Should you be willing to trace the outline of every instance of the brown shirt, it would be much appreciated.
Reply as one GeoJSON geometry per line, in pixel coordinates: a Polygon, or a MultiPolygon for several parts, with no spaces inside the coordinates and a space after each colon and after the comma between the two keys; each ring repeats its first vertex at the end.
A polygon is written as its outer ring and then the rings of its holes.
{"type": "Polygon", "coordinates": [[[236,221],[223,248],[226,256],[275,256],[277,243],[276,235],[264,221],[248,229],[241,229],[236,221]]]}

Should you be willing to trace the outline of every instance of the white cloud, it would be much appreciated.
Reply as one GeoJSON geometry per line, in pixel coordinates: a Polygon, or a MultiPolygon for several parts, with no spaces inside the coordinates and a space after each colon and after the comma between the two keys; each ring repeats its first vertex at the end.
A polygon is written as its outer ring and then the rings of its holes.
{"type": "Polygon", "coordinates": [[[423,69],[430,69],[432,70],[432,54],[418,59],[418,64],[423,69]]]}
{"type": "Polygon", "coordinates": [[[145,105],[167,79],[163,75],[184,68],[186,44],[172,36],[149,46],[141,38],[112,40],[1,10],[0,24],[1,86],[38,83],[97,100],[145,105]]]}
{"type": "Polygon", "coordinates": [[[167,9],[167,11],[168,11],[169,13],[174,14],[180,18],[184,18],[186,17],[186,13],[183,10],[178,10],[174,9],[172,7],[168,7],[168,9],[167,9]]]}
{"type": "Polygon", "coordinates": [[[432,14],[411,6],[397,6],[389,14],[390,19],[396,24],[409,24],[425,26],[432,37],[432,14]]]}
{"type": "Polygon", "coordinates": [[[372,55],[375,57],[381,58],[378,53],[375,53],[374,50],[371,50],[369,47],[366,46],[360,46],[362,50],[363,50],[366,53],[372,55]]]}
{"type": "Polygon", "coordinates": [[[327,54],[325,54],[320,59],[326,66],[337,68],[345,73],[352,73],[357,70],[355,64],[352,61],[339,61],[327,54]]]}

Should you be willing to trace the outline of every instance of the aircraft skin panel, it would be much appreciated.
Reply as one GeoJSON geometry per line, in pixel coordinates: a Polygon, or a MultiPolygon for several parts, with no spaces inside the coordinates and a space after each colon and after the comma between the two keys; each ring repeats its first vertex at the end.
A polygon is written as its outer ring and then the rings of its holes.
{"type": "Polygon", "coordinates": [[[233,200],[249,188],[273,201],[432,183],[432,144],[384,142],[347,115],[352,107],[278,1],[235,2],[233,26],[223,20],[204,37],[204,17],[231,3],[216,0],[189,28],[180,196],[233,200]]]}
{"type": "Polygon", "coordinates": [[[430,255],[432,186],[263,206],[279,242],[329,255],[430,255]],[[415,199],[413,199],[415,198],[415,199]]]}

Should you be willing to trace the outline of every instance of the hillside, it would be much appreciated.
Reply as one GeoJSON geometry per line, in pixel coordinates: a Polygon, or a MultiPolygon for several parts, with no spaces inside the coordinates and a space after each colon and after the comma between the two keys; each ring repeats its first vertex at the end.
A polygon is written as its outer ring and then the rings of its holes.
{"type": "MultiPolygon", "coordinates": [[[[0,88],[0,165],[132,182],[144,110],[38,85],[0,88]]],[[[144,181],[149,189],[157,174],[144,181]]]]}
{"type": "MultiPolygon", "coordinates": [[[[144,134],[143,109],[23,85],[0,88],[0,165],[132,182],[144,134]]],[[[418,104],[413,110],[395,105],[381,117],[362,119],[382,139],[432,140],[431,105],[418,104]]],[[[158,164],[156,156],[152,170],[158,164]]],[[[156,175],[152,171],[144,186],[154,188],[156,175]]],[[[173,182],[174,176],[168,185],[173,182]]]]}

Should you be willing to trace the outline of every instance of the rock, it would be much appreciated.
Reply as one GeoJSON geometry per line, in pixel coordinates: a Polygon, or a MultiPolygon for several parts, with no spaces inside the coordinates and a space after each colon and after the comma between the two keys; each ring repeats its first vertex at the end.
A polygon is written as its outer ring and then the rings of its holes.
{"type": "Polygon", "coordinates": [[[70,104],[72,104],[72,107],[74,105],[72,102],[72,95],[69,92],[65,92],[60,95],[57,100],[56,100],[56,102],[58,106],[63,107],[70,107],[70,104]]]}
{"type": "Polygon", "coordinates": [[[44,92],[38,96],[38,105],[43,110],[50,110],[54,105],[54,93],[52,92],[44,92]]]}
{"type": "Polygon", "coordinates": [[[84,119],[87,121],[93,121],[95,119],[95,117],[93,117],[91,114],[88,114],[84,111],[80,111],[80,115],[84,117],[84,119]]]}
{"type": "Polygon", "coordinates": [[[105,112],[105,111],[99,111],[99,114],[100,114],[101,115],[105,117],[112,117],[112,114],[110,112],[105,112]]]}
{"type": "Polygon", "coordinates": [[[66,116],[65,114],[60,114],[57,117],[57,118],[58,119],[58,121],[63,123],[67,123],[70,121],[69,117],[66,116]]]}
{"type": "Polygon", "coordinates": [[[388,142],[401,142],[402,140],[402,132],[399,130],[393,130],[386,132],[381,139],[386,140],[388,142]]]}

> [JOB]: Pull out every line of the data that contains the word "willing", treating uppercase and lowercase as different.

> [RESPONSE TO THIS TASK]:
Should you be willing to trace the outline of every instance of the brown shirt, it would be much appreciated.
Should you be willing to trace the outline of every instance of the white cloud, it would be much appreciated.
Should you be willing to trace the outline of every instance of the aircraft skin panel, it would be much appreciated.
Should you be willing to trace the outline of every instance of the hillside, it would be much appreciated.
Should you be willing to trace the outline of every instance of the rock, it would be much appreciated.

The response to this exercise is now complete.